#### [EXERCISE MATERIAL]
<<<<

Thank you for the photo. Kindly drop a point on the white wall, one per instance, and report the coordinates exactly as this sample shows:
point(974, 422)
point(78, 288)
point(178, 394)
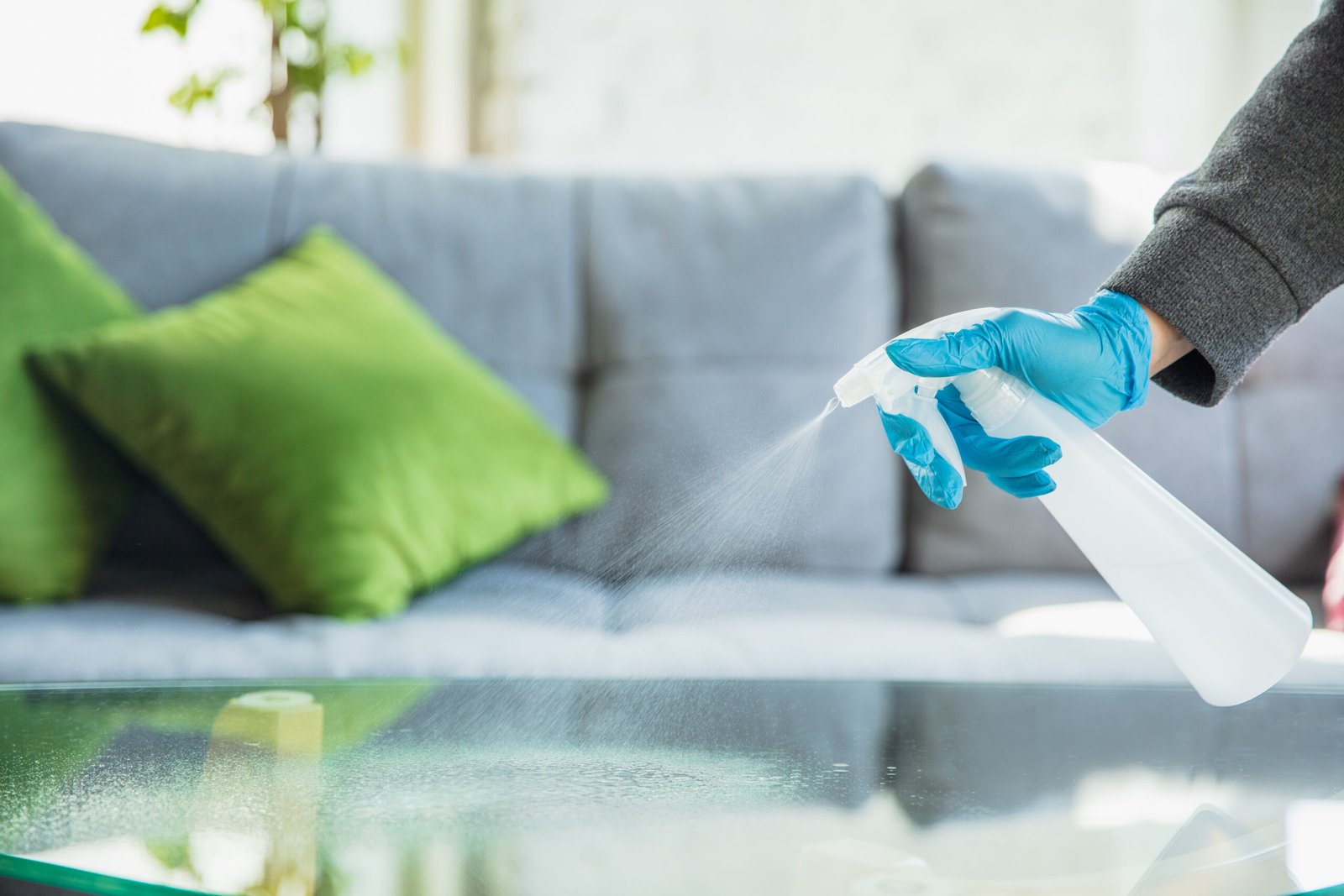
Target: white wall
point(692, 85)
point(84, 63)
point(878, 85)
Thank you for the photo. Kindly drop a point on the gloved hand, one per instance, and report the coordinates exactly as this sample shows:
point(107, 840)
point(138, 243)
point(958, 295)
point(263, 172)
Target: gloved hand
point(1093, 362)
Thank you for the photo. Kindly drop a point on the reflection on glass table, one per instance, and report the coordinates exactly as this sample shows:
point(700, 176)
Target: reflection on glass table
point(604, 788)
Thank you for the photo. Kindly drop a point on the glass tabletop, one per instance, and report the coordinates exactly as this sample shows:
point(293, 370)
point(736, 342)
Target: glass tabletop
point(601, 788)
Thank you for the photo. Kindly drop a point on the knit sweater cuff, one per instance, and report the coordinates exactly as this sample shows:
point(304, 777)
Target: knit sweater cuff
point(1216, 289)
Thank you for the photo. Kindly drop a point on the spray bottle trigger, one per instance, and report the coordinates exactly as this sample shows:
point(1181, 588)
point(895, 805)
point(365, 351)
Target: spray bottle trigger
point(924, 410)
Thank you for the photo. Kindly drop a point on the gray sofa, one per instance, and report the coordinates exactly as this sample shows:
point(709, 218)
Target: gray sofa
point(672, 327)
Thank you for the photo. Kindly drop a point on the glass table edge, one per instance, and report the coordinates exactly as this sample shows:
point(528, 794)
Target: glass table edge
point(85, 882)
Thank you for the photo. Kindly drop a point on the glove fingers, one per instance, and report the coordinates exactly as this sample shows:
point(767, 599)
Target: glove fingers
point(1014, 457)
point(907, 437)
point(961, 352)
point(1007, 458)
point(937, 479)
point(1026, 486)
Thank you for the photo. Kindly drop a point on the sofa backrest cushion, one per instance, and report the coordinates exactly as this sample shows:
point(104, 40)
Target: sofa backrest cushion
point(719, 315)
point(1257, 468)
point(492, 258)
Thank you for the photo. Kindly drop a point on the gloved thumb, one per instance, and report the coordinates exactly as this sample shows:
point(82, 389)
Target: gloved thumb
point(951, 355)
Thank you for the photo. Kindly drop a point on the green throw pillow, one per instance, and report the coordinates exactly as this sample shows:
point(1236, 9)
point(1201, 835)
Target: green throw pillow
point(62, 488)
point(329, 437)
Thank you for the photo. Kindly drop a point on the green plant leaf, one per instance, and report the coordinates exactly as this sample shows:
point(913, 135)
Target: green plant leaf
point(349, 60)
point(175, 20)
point(201, 90)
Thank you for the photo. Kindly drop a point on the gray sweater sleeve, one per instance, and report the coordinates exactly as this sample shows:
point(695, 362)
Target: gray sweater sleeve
point(1250, 241)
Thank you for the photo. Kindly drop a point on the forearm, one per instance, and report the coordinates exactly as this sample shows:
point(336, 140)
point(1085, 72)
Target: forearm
point(1249, 242)
point(1169, 345)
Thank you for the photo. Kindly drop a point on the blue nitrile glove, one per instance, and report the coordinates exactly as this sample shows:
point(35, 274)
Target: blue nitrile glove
point(1093, 362)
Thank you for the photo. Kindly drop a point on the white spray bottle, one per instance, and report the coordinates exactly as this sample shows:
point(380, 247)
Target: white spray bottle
point(1231, 627)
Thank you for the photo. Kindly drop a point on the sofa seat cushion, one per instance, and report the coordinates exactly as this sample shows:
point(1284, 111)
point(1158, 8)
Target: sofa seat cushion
point(497, 620)
point(530, 622)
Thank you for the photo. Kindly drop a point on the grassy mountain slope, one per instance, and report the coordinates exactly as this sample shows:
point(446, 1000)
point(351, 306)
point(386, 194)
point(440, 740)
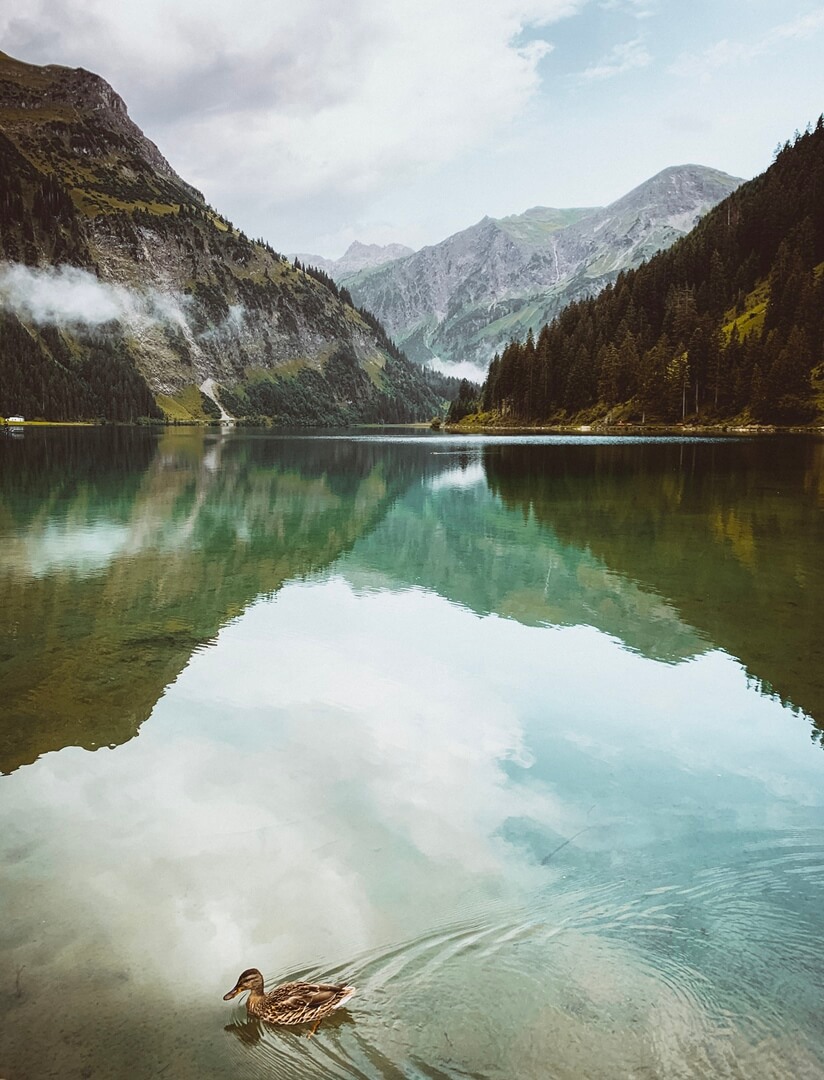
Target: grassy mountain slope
point(468, 296)
point(727, 323)
point(122, 288)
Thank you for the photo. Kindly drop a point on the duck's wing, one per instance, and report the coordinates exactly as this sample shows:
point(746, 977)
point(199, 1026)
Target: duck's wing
point(308, 995)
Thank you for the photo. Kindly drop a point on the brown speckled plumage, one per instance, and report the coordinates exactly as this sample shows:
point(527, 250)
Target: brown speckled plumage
point(291, 1002)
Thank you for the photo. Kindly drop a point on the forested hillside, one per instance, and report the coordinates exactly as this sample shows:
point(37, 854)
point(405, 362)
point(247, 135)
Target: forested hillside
point(727, 323)
point(123, 294)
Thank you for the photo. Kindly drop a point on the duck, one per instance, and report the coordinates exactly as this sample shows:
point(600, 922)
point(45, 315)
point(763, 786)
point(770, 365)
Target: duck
point(289, 1002)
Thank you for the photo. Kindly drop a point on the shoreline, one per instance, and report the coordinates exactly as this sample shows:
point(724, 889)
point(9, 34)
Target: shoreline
point(633, 430)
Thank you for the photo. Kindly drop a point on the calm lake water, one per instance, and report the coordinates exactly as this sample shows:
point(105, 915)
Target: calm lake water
point(523, 737)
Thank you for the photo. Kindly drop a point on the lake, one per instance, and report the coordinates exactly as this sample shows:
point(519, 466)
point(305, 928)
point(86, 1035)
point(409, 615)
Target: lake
point(523, 737)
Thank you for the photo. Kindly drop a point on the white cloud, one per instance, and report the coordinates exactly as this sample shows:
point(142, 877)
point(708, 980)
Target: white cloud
point(726, 54)
point(626, 56)
point(304, 98)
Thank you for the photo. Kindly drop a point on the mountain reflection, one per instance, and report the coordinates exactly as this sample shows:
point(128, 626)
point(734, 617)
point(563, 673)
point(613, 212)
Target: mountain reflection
point(729, 532)
point(124, 552)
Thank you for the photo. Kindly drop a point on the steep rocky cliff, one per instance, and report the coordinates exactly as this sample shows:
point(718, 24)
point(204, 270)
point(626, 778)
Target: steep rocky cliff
point(464, 298)
point(123, 293)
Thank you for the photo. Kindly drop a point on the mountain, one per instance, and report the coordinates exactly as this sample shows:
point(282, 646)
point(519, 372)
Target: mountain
point(358, 257)
point(464, 298)
point(124, 294)
point(727, 323)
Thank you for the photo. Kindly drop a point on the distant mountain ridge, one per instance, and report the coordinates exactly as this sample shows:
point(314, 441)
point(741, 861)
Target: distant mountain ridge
point(464, 298)
point(124, 294)
point(356, 257)
point(725, 325)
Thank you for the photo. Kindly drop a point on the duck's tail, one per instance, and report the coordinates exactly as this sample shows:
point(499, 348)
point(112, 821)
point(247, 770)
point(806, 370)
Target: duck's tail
point(347, 994)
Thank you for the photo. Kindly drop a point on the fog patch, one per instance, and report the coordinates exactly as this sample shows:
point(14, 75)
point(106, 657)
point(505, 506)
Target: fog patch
point(68, 296)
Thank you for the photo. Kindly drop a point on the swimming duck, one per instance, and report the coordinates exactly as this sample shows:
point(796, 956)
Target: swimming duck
point(291, 1002)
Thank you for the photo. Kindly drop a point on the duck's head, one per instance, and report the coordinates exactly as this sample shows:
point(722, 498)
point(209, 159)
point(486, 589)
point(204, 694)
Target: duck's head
point(248, 980)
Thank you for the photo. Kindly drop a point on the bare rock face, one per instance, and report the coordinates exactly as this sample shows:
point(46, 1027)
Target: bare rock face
point(358, 257)
point(464, 298)
point(108, 256)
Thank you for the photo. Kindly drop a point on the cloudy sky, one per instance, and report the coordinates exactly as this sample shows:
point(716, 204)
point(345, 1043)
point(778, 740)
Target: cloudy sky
point(315, 122)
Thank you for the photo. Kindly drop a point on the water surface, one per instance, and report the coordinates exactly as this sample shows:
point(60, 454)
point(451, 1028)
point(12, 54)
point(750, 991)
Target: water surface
point(523, 737)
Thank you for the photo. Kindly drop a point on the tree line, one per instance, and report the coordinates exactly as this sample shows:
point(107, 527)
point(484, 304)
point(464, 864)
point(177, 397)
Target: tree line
point(729, 322)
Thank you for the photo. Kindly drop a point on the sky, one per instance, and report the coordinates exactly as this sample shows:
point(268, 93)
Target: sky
point(312, 123)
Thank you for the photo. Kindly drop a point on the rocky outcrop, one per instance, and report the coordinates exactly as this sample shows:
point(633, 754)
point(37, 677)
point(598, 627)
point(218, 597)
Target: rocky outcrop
point(462, 299)
point(358, 257)
point(112, 261)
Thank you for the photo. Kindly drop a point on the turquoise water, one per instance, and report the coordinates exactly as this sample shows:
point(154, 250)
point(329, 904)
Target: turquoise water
point(521, 737)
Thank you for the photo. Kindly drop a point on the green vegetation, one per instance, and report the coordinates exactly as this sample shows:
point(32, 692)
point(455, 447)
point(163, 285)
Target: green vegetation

>>>>

#### [PROBLEM TO SOLVE]
Update the lines from the line containing "white cloud, one" through the line containing "point(725, 325)" by replacing "Kindly" with "Please", and give only those lines, otherwise unchanged.

#### [COMPLETE RESPONSE]
Thank you for the photo. Please drop a point on the white cloud, one per instance, and report the coordinates exactly as this sample shows:
point(142, 877)
point(708, 980)
Target: white cloud
point(726, 54)
point(626, 56)
point(304, 98)
Thank you for the photo. Please drop a point on the mountain reflection, one per instance, and report the coordinates exactly as this sample shows:
point(128, 626)
point(734, 617)
point(563, 673)
point(613, 212)
Target: mountain reflection
point(729, 532)
point(124, 552)
Thank you for the photo. Please drop a point on the steep rocky cliff, one per instance, and report the coordinates exactly as this sample shows:
point(718, 24)
point(204, 270)
point(626, 778)
Target: steep rocky cliff
point(464, 298)
point(123, 293)
Thank you for the photo. Please drop a point on the mountain, one per instance, and report the coordinates exactly as this sample shows:
point(282, 646)
point(519, 372)
Target: mountain
point(358, 257)
point(464, 298)
point(124, 294)
point(727, 323)
Thank you for the photo. Please drop a point on the distant mountain ridge, one per instance, and report the coordinates exactly as this sample shows:
point(314, 441)
point(741, 861)
Target: distant mountain ridge
point(464, 298)
point(124, 294)
point(356, 257)
point(725, 325)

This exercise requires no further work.